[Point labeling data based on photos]
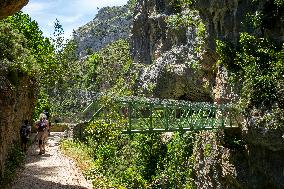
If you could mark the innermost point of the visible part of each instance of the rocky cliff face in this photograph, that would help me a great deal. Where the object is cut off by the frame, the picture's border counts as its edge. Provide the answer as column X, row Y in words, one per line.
column 171, row 62
column 8, row 7
column 109, row 25
column 17, row 101
column 249, row 157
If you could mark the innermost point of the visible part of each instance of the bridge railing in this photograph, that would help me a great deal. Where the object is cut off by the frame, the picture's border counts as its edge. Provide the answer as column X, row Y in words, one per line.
column 146, row 115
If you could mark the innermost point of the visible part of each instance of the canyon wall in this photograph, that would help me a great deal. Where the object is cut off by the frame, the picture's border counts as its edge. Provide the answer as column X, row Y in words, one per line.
column 17, row 100
column 248, row 157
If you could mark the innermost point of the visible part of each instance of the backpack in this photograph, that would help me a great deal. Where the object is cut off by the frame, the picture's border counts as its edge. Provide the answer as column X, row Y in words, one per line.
column 42, row 125
column 24, row 131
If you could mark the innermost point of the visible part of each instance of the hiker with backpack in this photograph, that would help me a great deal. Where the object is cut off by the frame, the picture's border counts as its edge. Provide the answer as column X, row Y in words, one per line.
column 25, row 132
column 42, row 128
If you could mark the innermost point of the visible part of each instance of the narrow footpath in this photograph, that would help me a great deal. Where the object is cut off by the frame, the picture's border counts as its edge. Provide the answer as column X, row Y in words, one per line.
column 52, row 170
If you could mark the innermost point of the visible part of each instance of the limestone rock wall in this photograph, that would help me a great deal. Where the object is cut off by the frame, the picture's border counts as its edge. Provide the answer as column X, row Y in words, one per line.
column 251, row 157
column 109, row 25
column 17, row 101
column 171, row 68
column 257, row 163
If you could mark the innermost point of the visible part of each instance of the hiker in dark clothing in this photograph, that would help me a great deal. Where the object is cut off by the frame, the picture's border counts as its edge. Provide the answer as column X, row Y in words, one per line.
column 25, row 132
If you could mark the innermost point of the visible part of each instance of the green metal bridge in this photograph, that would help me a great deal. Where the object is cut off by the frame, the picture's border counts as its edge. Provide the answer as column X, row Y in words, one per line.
column 148, row 115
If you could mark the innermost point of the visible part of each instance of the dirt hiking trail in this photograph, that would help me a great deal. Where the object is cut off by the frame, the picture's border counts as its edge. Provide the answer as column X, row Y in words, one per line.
column 51, row 170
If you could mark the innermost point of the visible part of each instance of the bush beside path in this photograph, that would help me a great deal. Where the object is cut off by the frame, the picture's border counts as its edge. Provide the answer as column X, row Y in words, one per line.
column 52, row 170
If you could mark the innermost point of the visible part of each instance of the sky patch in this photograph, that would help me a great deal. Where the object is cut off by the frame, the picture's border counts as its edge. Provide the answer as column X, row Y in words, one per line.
column 71, row 13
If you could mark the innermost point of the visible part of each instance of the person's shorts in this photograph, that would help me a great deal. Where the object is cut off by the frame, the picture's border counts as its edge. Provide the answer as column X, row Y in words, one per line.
column 42, row 135
column 24, row 140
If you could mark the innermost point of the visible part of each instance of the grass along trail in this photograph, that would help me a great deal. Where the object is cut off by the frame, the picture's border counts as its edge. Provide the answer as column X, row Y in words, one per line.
column 52, row 170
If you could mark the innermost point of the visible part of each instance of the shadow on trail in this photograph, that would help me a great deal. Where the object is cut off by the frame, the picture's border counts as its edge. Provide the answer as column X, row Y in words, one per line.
column 37, row 183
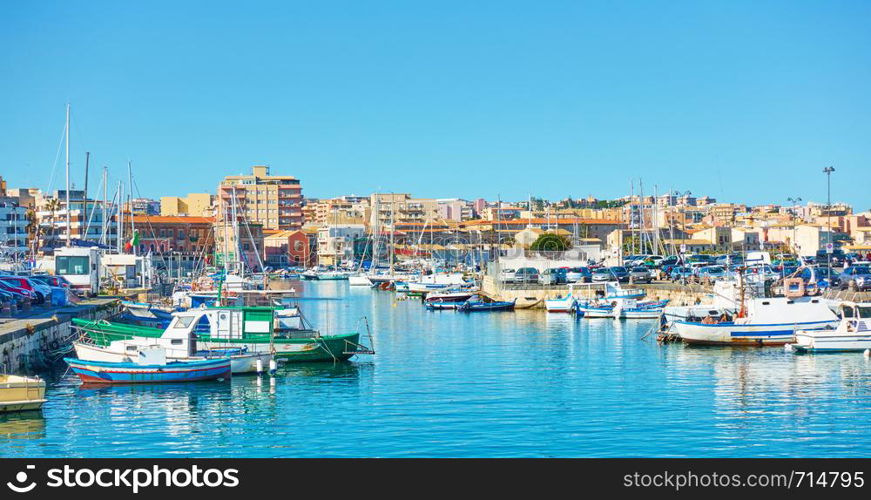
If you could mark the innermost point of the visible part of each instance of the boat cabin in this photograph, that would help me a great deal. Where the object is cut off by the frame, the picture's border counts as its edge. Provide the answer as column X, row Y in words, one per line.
column 856, row 316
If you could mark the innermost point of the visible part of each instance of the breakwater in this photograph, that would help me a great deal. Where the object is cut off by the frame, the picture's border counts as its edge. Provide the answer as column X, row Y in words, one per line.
column 31, row 341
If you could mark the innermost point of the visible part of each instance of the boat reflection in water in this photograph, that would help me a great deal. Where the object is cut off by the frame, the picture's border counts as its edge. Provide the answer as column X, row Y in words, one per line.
column 24, row 425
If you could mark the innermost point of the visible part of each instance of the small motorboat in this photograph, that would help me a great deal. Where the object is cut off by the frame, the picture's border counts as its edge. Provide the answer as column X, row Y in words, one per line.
column 561, row 304
column 19, row 393
column 449, row 299
column 853, row 333
column 151, row 367
column 479, row 304
column 621, row 309
column 126, row 351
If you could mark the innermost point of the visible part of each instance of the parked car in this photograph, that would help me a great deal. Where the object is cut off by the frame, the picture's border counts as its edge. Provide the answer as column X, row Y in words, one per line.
column 507, row 275
column 856, row 278
column 821, row 277
column 41, row 291
column 699, row 258
column 49, row 280
column 553, row 276
column 681, row 273
column 711, row 273
column 613, row 273
column 640, row 274
column 837, row 257
column 579, row 275
column 526, row 275
column 20, row 293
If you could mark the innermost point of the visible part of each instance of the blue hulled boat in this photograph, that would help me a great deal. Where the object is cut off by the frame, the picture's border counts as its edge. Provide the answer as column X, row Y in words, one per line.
column 103, row 372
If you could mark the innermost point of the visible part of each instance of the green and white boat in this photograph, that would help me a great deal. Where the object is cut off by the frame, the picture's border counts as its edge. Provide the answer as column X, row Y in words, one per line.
column 280, row 331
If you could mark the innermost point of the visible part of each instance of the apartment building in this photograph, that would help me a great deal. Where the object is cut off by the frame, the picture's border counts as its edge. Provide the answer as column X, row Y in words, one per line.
column 273, row 202
column 194, row 204
column 401, row 208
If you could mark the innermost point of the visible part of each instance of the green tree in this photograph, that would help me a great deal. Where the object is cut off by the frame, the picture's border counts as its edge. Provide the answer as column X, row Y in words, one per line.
column 551, row 243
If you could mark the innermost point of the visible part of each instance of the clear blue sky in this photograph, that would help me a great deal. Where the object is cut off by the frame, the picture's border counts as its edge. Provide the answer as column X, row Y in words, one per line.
column 743, row 101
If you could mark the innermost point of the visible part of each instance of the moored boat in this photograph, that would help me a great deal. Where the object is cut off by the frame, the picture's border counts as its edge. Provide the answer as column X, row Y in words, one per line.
column 479, row 305
column 561, row 304
column 20, row 393
column 126, row 351
column 150, row 372
column 621, row 309
column 279, row 331
column 853, row 333
column 763, row 321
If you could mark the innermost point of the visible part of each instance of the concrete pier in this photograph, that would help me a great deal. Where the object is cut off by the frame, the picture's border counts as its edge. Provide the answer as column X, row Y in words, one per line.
column 27, row 339
column 534, row 295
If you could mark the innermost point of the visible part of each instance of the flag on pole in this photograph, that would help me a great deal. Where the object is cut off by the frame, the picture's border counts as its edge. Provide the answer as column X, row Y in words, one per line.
column 132, row 243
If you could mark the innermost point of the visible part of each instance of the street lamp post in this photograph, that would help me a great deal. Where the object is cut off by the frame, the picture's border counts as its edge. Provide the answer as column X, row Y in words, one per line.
column 828, row 171
column 795, row 201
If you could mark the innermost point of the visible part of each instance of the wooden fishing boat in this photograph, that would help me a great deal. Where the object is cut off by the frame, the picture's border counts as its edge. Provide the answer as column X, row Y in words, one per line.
column 621, row 309
column 126, row 351
column 762, row 321
column 480, row 305
column 19, row 393
column 450, row 299
column 280, row 331
column 853, row 333
column 103, row 372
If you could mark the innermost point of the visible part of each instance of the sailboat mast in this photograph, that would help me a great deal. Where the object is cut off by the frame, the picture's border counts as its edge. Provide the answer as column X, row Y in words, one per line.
column 130, row 204
column 67, row 132
column 105, row 219
column 392, row 230
column 86, row 217
column 120, row 236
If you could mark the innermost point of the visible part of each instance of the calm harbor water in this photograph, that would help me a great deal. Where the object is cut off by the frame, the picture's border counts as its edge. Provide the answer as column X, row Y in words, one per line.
column 485, row 385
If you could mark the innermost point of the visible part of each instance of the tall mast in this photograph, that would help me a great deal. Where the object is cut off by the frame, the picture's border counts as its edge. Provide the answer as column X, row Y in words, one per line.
column 392, row 230
column 86, row 217
column 105, row 213
column 67, row 132
column 130, row 204
column 119, row 234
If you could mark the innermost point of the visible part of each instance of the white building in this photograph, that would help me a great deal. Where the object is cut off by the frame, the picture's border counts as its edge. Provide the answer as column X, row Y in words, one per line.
column 336, row 243
column 13, row 228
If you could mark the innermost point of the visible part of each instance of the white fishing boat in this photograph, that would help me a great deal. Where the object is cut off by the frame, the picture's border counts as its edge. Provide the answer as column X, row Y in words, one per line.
column 19, row 393
column 360, row 280
column 561, row 304
column 853, row 333
column 439, row 281
column 621, row 309
column 129, row 350
column 761, row 321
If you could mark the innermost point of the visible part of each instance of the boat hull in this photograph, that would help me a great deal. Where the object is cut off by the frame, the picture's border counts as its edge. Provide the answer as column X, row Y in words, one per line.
column 824, row 341
column 19, row 393
column 360, row 281
column 239, row 364
column 563, row 305
column 98, row 372
column 772, row 334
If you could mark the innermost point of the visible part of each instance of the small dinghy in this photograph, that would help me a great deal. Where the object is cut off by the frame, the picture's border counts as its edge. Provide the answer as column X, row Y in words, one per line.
column 480, row 305
column 19, row 393
column 150, row 368
column 853, row 333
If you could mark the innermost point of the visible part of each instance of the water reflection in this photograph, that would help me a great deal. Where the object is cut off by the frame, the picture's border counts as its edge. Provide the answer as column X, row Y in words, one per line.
column 22, row 425
column 444, row 383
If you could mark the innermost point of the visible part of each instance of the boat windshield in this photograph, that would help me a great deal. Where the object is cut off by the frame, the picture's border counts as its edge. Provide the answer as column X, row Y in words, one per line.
column 183, row 321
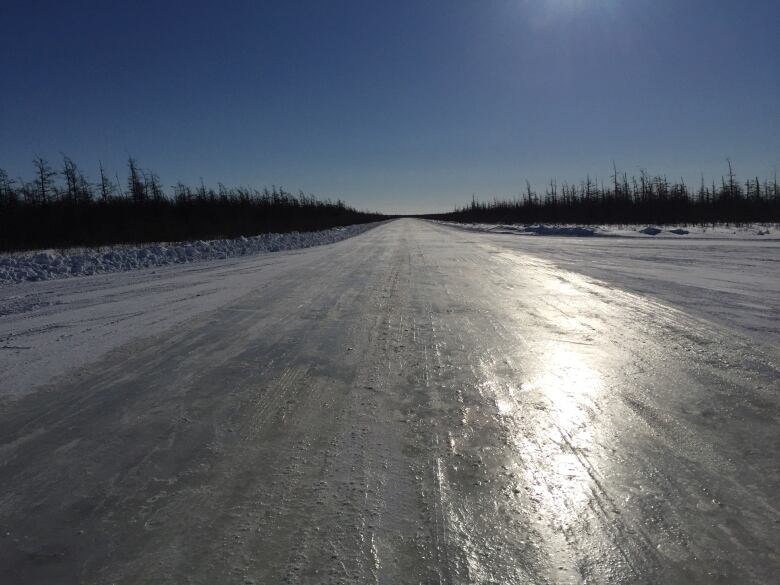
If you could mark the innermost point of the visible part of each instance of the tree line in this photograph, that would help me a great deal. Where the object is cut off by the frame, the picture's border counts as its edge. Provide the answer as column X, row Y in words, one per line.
column 637, row 200
column 61, row 207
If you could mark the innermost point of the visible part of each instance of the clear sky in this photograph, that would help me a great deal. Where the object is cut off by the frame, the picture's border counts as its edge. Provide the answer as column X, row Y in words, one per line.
column 401, row 105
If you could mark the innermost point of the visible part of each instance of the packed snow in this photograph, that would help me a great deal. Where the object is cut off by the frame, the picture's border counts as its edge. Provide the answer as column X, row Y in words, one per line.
column 717, row 231
column 50, row 264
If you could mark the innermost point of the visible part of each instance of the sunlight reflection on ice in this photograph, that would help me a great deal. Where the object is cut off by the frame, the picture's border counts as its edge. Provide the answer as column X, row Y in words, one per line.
column 549, row 419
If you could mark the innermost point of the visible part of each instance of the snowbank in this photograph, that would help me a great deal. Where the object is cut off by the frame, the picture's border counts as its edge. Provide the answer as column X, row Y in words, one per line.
column 718, row 231
column 48, row 264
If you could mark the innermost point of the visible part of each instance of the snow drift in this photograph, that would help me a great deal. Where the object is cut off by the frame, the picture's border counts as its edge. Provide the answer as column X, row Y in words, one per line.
column 48, row 264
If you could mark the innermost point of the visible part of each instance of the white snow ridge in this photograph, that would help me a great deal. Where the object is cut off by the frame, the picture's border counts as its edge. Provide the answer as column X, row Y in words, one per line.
column 48, row 264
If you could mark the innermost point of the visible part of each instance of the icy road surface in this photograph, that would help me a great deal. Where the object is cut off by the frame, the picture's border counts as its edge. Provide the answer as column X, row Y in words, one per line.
column 418, row 404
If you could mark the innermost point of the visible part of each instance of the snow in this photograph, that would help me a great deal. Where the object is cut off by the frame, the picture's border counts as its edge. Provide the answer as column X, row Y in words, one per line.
column 50, row 264
column 726, row 275
column 717, row 231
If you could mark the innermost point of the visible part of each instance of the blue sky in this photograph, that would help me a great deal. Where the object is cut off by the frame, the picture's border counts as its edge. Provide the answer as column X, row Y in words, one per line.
column 400, row 105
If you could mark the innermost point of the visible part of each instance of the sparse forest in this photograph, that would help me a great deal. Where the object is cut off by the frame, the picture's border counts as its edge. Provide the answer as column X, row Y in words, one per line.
column 623, row 200
column 61, row 207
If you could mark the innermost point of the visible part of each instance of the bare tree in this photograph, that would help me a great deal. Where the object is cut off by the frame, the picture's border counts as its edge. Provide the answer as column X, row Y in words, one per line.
column 44, row 184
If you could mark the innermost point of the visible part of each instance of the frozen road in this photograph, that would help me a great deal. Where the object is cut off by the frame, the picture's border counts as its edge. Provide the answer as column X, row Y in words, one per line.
column 418, row 404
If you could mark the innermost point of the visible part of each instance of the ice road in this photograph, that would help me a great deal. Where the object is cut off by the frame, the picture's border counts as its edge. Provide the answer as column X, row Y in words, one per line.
column 418, row 404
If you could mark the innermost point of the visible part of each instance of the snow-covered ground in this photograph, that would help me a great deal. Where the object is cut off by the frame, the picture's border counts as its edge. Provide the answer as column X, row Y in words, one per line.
column 727, row 275
column 416, row 404
column 676, row 232
column 48, row 264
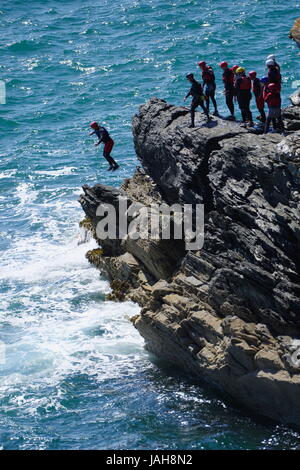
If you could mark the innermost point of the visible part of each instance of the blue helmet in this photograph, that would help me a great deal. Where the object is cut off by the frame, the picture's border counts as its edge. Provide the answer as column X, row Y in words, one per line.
column 264, row 80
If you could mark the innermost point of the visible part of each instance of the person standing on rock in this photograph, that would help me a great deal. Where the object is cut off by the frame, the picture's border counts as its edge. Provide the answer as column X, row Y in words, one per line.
column 228, row 80
column 104, row 137
column 273, row 99
column 272, row 57
column 243, row 94
column 209, row 82
column 257, row 88
column 274, row 75
column 198, row 98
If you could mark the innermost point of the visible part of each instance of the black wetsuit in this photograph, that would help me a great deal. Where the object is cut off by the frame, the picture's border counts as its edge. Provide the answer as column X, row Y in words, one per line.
column 228, row 79
column 196, row 91
column 243, row 93
column 102, row 134
column 104, row 137
column 209, row 81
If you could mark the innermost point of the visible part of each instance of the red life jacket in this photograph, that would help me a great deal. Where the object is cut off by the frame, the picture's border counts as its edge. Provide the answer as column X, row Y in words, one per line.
column 257, row 88
column 244, row 83
column 208, row 75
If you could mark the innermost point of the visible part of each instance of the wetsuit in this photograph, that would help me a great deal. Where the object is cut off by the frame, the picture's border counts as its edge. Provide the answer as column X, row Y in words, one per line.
column 228, row 80
column 243, row 93
column 196, row 91
column 209, row 82
column 104, row 137
column 274, row 76
column 258, row 93
column 273, row 100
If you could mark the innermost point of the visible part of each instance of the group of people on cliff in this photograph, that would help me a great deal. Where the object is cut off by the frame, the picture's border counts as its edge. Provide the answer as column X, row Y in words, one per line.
column 238, row 86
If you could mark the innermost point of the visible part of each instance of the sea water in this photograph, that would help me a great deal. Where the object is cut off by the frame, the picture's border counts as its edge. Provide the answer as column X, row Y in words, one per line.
column 73, row 371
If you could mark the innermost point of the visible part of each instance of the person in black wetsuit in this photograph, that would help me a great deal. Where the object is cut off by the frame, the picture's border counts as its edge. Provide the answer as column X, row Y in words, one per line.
column 198, row 98
column 257, row 88
column 228, row 80
column 274, row 75
column 243, row 93
column 209, row 82
column 104, row 137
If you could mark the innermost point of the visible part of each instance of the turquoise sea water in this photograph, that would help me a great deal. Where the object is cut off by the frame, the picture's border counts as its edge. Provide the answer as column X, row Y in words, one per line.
column 75, row 374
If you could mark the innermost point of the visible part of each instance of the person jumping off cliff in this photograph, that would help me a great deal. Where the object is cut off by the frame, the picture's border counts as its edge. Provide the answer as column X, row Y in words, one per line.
column 243, row 94
column 228, row 80
column 198, row 98
column 104, row 137
column 209, row 82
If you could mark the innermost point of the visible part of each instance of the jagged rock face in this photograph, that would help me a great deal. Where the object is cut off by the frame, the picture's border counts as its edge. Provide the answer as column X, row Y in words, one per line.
column 228, row 313
column 251, row 250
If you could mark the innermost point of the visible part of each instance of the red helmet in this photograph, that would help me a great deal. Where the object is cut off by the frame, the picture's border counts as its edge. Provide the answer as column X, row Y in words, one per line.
column 94, row 125
column 223, row 64
column 272, row 87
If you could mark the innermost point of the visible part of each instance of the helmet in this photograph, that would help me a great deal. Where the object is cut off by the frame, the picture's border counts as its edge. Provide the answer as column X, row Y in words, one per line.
column 264, row 79
column 272, row 87
column 270, row 62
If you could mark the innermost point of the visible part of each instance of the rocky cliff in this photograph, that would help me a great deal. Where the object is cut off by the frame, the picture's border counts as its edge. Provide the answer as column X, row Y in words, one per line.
column 229, row 312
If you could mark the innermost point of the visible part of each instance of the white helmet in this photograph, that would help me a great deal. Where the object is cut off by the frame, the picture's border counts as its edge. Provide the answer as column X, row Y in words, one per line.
column 270, row 62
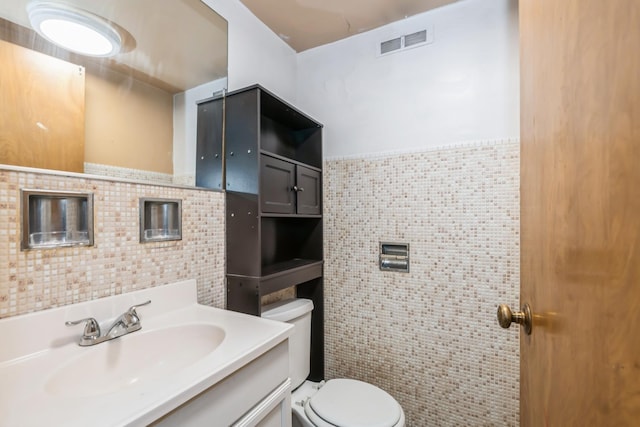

## Written request
Rewrite the stretch from the line containing "of the packed" through the line containing "column 549, row 419", changing "photograph" to "image" and leaving everything else unchanged.

## Answer
If you could mark the innermost point of the visible part of each instance of the packed snow in this image, that would help me a great deal. Where the object is cut off by the frame, the picture's border counts as its edge. Provide the answer as column X, row Y in words, one per line.
column 717, row 231
column 50, row 264
If you could mark the innermost point of the visible part of each instance of the sunlight reflection on ice in this image, that would help me a great deal. Where the object is cut off by the frame, the picture's border counts as its edge. Provide the answer as column X, row Y in words, one per line.
column 549, row 419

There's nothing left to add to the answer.